**INPUT DATA**
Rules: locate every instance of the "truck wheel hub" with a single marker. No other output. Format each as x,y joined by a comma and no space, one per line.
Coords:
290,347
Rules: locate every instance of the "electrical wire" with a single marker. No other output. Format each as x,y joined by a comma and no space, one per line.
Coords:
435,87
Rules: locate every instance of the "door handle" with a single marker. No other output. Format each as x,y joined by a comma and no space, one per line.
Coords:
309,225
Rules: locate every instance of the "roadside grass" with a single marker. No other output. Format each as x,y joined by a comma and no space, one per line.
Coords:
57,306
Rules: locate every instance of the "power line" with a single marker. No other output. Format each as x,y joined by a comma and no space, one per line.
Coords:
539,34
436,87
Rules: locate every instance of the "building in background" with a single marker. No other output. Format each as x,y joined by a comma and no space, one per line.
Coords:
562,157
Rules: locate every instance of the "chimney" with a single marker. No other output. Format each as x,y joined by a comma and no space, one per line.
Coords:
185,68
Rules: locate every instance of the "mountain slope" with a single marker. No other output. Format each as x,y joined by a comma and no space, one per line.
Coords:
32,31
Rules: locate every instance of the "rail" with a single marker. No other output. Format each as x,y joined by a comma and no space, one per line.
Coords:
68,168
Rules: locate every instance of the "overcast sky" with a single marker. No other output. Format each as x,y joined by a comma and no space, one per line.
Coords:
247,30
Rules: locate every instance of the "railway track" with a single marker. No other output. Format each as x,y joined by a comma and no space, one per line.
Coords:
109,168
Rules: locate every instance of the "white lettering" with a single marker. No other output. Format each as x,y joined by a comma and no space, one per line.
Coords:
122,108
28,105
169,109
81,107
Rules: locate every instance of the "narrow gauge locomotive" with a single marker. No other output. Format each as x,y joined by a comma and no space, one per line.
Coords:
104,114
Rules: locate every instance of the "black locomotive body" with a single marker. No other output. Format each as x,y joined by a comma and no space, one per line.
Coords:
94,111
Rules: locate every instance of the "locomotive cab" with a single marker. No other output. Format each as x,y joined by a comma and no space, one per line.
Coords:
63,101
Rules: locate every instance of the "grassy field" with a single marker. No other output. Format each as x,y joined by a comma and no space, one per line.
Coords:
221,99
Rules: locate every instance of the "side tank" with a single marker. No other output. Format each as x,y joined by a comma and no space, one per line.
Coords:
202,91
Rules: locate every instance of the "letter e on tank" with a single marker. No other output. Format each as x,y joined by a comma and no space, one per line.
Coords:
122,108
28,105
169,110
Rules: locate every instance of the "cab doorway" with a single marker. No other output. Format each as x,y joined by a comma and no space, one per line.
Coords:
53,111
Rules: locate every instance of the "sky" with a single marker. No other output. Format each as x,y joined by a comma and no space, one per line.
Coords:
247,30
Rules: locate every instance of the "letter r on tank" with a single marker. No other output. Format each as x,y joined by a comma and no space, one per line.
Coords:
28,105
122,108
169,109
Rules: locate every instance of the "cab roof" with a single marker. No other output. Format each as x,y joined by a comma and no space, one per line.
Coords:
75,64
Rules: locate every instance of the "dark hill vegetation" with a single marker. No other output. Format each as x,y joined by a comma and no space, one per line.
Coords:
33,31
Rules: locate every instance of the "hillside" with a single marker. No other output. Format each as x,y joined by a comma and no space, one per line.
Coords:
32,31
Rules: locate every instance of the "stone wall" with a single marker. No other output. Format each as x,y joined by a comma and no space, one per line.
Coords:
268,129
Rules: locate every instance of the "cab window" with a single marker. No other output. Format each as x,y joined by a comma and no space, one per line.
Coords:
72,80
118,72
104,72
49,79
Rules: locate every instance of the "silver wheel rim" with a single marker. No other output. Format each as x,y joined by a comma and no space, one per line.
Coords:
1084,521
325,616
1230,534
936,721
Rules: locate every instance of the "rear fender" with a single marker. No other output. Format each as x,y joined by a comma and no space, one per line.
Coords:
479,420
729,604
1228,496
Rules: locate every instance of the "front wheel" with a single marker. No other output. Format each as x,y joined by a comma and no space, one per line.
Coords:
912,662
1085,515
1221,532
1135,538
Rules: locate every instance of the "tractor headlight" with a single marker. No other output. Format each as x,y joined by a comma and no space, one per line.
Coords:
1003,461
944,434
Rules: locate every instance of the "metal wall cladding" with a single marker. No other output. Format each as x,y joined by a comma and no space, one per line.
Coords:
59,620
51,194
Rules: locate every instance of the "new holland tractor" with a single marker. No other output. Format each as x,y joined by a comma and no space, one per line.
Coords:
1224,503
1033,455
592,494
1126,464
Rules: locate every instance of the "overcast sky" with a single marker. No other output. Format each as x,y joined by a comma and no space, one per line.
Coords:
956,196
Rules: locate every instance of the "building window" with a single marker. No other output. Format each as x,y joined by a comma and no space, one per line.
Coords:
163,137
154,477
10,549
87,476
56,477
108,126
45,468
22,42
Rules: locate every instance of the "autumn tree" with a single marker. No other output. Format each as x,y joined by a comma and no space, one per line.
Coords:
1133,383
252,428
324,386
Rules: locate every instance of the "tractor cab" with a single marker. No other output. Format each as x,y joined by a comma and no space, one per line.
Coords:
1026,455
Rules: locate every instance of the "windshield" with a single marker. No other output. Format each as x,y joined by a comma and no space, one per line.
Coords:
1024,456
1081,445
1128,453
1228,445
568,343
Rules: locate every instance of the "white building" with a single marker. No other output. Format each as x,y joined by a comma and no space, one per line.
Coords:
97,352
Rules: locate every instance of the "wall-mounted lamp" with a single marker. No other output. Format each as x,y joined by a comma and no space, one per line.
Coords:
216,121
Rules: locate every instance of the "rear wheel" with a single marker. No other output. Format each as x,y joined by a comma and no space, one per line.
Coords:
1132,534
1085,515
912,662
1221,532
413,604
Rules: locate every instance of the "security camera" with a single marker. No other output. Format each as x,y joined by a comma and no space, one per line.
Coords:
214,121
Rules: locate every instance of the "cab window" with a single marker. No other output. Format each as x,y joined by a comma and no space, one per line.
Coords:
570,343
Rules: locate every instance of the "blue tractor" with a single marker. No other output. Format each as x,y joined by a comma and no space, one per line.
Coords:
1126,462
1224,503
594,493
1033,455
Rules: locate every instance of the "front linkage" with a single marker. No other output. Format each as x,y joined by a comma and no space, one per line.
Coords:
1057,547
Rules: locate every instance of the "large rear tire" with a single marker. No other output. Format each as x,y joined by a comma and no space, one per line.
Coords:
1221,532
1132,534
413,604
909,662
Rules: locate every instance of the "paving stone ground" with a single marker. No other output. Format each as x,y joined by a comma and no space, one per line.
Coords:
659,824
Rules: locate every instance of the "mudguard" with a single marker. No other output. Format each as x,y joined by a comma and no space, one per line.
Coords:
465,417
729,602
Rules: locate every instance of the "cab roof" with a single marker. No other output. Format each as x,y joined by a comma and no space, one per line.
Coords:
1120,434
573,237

**WORK REQUIRED**
From the data above, give the number of lines that hold "wheel", without anything else.

**WRITTEN SOLUTION**
4